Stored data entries
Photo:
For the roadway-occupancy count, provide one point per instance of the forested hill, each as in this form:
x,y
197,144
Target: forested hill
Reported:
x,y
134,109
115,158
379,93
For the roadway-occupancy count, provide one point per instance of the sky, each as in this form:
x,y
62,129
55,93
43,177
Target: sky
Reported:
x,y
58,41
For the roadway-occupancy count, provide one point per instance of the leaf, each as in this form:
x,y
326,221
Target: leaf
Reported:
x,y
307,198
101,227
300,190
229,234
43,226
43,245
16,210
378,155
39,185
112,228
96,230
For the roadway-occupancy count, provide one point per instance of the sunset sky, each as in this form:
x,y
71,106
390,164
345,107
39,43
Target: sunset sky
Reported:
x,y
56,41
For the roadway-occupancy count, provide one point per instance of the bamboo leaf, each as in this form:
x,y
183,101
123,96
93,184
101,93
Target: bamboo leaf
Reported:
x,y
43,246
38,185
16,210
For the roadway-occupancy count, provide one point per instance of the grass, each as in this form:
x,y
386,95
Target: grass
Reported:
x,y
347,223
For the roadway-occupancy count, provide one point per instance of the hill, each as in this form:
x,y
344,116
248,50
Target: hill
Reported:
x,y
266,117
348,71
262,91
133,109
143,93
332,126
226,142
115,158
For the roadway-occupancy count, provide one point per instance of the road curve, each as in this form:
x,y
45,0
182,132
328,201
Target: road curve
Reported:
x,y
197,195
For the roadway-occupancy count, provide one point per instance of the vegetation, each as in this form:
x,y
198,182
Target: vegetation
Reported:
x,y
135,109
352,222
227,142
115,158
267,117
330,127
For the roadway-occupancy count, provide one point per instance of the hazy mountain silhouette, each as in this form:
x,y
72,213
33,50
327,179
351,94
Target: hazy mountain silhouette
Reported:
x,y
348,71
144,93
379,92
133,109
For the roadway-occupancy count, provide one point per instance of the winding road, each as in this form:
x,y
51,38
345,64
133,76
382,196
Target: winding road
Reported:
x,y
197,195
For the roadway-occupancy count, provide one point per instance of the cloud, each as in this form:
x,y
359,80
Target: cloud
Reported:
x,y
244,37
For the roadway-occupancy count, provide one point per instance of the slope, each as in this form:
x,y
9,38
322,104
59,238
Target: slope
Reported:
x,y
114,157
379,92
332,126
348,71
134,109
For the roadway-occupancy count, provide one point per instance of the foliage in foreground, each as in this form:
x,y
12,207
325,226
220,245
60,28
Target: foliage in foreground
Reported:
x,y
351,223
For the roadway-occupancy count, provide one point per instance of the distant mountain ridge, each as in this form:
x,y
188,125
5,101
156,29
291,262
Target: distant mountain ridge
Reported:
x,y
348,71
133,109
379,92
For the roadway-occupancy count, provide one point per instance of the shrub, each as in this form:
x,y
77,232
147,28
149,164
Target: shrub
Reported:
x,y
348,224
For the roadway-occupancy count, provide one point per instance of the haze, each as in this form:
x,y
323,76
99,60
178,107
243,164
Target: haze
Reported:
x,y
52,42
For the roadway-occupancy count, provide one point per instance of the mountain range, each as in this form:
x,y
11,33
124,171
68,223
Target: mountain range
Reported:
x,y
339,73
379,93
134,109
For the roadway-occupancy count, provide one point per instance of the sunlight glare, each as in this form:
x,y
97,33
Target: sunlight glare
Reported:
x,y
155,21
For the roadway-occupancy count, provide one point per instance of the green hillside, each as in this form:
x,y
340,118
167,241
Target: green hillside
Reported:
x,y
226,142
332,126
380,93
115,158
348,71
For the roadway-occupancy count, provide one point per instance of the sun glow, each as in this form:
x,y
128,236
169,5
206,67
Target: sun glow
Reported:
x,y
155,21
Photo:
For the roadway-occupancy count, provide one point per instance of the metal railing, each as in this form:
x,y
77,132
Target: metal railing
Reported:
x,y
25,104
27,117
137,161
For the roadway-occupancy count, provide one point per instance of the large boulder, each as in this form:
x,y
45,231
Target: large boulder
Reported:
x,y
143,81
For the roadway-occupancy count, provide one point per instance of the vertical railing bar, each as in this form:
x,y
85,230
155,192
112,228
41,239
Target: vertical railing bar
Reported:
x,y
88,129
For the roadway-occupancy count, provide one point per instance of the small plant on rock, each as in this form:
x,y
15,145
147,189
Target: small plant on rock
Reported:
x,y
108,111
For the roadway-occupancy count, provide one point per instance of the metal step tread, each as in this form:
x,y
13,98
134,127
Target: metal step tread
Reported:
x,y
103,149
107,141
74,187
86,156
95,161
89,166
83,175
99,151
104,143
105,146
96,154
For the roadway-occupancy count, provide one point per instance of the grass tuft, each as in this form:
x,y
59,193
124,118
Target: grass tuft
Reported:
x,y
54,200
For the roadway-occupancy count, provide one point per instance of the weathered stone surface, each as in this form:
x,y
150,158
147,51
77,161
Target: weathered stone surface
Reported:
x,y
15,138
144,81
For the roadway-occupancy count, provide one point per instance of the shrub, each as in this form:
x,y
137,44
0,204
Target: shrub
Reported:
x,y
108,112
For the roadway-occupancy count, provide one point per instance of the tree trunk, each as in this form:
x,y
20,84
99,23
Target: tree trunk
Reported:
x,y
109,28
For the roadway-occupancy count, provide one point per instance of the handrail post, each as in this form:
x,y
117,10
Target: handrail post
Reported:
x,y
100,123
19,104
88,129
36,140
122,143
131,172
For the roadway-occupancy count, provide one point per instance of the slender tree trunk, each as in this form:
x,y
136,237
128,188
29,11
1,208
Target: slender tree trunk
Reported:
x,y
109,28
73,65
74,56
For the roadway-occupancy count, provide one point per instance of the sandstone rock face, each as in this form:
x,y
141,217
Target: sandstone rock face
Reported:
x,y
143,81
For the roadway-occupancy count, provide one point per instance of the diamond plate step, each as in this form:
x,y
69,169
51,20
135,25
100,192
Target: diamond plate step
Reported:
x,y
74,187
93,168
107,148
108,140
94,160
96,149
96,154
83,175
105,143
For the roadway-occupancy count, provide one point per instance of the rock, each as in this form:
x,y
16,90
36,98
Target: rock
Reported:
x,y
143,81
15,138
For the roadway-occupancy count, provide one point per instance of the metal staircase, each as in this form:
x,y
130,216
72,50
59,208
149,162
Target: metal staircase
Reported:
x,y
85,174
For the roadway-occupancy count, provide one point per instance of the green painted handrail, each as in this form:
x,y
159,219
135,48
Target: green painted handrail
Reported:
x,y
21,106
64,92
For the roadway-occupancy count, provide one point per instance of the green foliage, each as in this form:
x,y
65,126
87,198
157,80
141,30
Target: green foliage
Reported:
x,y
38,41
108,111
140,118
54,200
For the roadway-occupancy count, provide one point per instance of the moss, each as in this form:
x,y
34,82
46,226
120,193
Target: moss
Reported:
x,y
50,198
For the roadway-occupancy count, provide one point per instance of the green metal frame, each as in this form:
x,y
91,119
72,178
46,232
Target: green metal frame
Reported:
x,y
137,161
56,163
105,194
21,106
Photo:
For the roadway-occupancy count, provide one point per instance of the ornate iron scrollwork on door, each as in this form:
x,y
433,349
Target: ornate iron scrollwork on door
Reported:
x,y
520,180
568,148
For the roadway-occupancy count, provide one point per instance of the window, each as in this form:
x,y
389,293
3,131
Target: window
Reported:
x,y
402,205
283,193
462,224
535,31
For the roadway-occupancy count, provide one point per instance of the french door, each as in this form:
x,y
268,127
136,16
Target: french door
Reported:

▶ Required action: Write the entries out once more, exactly, without dropping a line.

▶ Solution for this task:
Photo:
For the roadway-occupancy count, provide one point per instance of the forested hill, each as in this form:
x,y
197,144
Target: forested hill
Reported:
x,y
134,109
115,158
379,93
For the roadway-occupancy count, provide one point per instance of the sky, each as in this form:
x,y
62,129
55,93
43,177
Target: sky
Reported:
x,y
58,41
For the roadway-occupancy count, provide one point per instance of the leaf, each as in this form:
x,y
326,221
Target: leaf
Reported:
x,y
307,198
101,227
300,190
229,234
43,226
43,245
16,210
378,155
39,185
112,228
96,230
For the roadway-occupancy count, provide one point per instance of the sunset sky, each as in this form:
x,y
71,106
390,164
345,107
39,43
Target: sunset sky
Reported:
x,y
56,41
For the roadway-occupancy count, provide one point per instance of the bamboo leaf, each as in this form:
x,y
183,101
123,96
93,184
101,93
Target: bamboo leaf
Reported:
x,y
43,246
38,185
16,210
For the roadway-occupancy count, provide one point per instance of the grass, each as in this form:
x,y
386,95
Target: grass
Reported:
x,y
347,223
For the roadway-occupancy count, provide one point per instance of the hill, each as in this form:
x,y
344,116
248,50
Target: hill
Reported:
x,y
266,117
348,71
262,91
133,109
143,93
332,126
226,142
115,158
For the roadway-occupancy count, provide one point per instance of the road curve, each as in this form:
x,y
45,0
182,132
328,201
Target: road curve
Reported:
x,y
197,195
For the roadway-occupancy count, provide one point per instance of the vegetation, each as in this form:
x,y
198,182
Target: vegetation
Reported:
x,y
135,109
352,222
227,142
115,158
267,117
330,127
For the roadway-occupancy count, provide one point per instance of the hazy mountain silhouette, each as in this form:
x,y
72,213
33,50
327,179
351,94
Target: hazy mountain silhouette
Reported:
x,y
348,71
144,93
379,92
133,109
For the roadway-occupancy count, provide one point per instance of the winding road, each as in this form:
x,y
51,38
345,64
133,76
382,196
Target: winding road
Reported:
x,y
197,195
For the roadway-occupancy count, provide one point per instance of the cloud, each as in this form:
x,y
359,80
Target: cloud
Reported:
x,y
244,37
For the roadway-occupancy count, provide one point per instance of the slope, each as in this form:
x,y
9,38
322,104
59,238
Target: slope
Reported:
x,y
114,157
379,92
332,126
348,71
134,109
For the roadway-occupancy count, provide one point per instance of the foliage in foreground, each as in this form:
x,y
12,207
325,226
220,245
60,28
Target: foliage in foreground
Reported:
x,y
351,223
For the roadway-occupancy count, provide one point per instance of the distant mountain ridge, each as in this form:
x,y
188,125
5,101
156,29
291,262
Target: distant mountain ridge
Reported:
x,y
348,71
133,109
379,92
For the roadway-occupancy count, provide one point per instance of the shrub, each as in this form:
x,y
77,232
147,28
149,164
Target: shrub
Reported:
x,y
348,224
For the roadway-occupancy count, provide one point per instance of the haze, each as in this form:
x,y
323,76
99,60
178,107
243,164
Target: haze
Reported:
x,y
52,42
For the roadway-occupancy count, provide one point per instance of the mountain range, each as in this form:
x,y
11,33
124,171
68,223
Target: mountain range
Reported:
x,y
339,73
379,93
134,109
For the roadway-occupancy count, provide one point per instance of the sunlight glare, each as in this form:
x,y
97,33
Target: sunlight glare
Reported:
x,y
155,21
For the roadway-occupancy count, provide one point per instance of the green hillside, each as in this form:
x,y
340,118
167,241
Target: green hillside
Reported:
x,y
226,142
332,126
380,93
115,158
348,71
For the roadway-occupancy count, provide one point per instance of the sun glow, each as in this form:
x,y
128,236
169,5
206,67
Target: sun glow
Reported:
x,y
155,21
Photo:
For the roadway-occupancy count, provide one point per instance of the metal railing, each as in this form:
x,y
77,132
Target: metal railing
Reported:
x,y
25,104
27,117
137,161
For the roadway-occupancy count, provide one point per instance of the large boulder, each as in this form:
x,y
45,231
Target: large boulder
Reported:
x,y
143,81
For the roadway-occupancy count, provide one point per instance of the vertical railing bar, each as in this form:
x,y
85,230
155,192
112,228
41,239
Target: vertical railing bar
Reported:
x,y
88,129
For the roadway-occupancy count, provide one point per instance of the small plant on rock, each as in this form:
x,y
15,145
147,189
Target: small plant on rock
Reported:
x,y
108,111
For the roadway-occupancy count, provide one point per instance of the metal step tread, each as in this form:
x,y
13,98
134,127
Target: metal step tread
Reported:
x,y
103,149
107,141
74,187
86,156
95,161
89,166
83,175
99,151
104,143
105,146
96,154
For the roadway-occupancy count, provide one point per instance of the grass tuft, each as in this form:
x,y
59,193
124,118
Target: grass tuft
Reported:
x,y
54,200
For the roadway-occupancy count, provide one point per instance of the weathered stone surface, each as in this form:
x,y
150,158
147,51
77,161
Target: weathered stone surface
Reported:
x,y
15,138
144,81
For the roadway-occupancy count, provide one point per instance of the shrub, each as in this form:
x,y
137,44
0,204
Target: shrub
Reported:
x,y
108,112
For the roadway-occupancy count, provide one point per instance of the tree trunk, each as in this form:
x,y
20,84
99,23
Target: tree trunk
Reported:
x,y
109,28
For the roadway-occupancy count, provide one point per instance of the handrail post, each as in this form:
x,y
117,10
Target: handrail post
Reported:
x,y
100,123
19,104
88,129
36,140
122,143
131,172
For the roadway-occupancy count, provide one point per instance of the slender tree trunk, each as in this form:
x,y
136,237
128,188
29,11
1,208
Target: slender tree trunk
Reported:
x,y
109,28
73,65
74,56
For the roadway-occupancy count, provide one point per instance of the sandstone rock face, each as in this form:
x,y
141,217
Target: sandstone rock face
Reported:
x,y
143,81
For the roadway-occupancy count, provide one point per instance of the diamond plate step, each as in this form:
x,y
69,169
51,20
135,25
100,192
Target: diamond plate step
Reported:
x,y
74,187
93,168
107,148
108,140
94,160
96,149
96,154
83,175
105,143
For the roadway-occupancy count, provide one point per instance of the rock, each as in this form:
x,y
16,90
36,98
Target: rock
Reported:
x,y
143,81
15,138
For the roadway-occupancy count, provide one point per instance of the metal staircase, each as in this form:
x,y
130,216
72,50
59,208
149,162
Target: metal staircase
Reported:
x,y
85,174
For the roadway-occupancy count, provide one point per instance of the green painted handrail, each as in this form:
x,y
159,219
135,48
Target: green painted handrail
Reported:
x,y
21,106
64,92
For the roadway-occupancy count, provide one point per instance of the green foliage, each as in this form:
x,y
65,126
87,198
157,80
141,30
Target: green foliage
Reported:
x,y
38,41
108,111
140,118
54,200
For the roadway-occupancy count, provide one point per instance of the moss, each as in this form:
x,y
34,82
46,226
120,193
Target: moss
Reported:
x,y
50,198
For the roadway-occupancy count, provide one point per instance of the green metal frame, each as in this form:
x,y
91,119
72,178
46,232
Target: green metal frame
Reported:
x,y
137,161
56,163
105,194
21,106
Photo:
For the roadway-occupancy count, provide one point per instance of the ornate iron scrollwork on door, each as in this form:
x,y
433,349
Target: ornate iron scrollwork on door
Reported:
x,y
520,180
568,148
For the roadway-occupancy count, provide one point per instance of the window, each as in this form:
x,y
389,293
3,131
Target: window
Reported:
x,y
402,205
283,193
462,224
535,31
For the roadway-occupancy count, provide one point per instance of the french door, each as in this form:
x,y
268,127
136,16
Target: french door
Reported:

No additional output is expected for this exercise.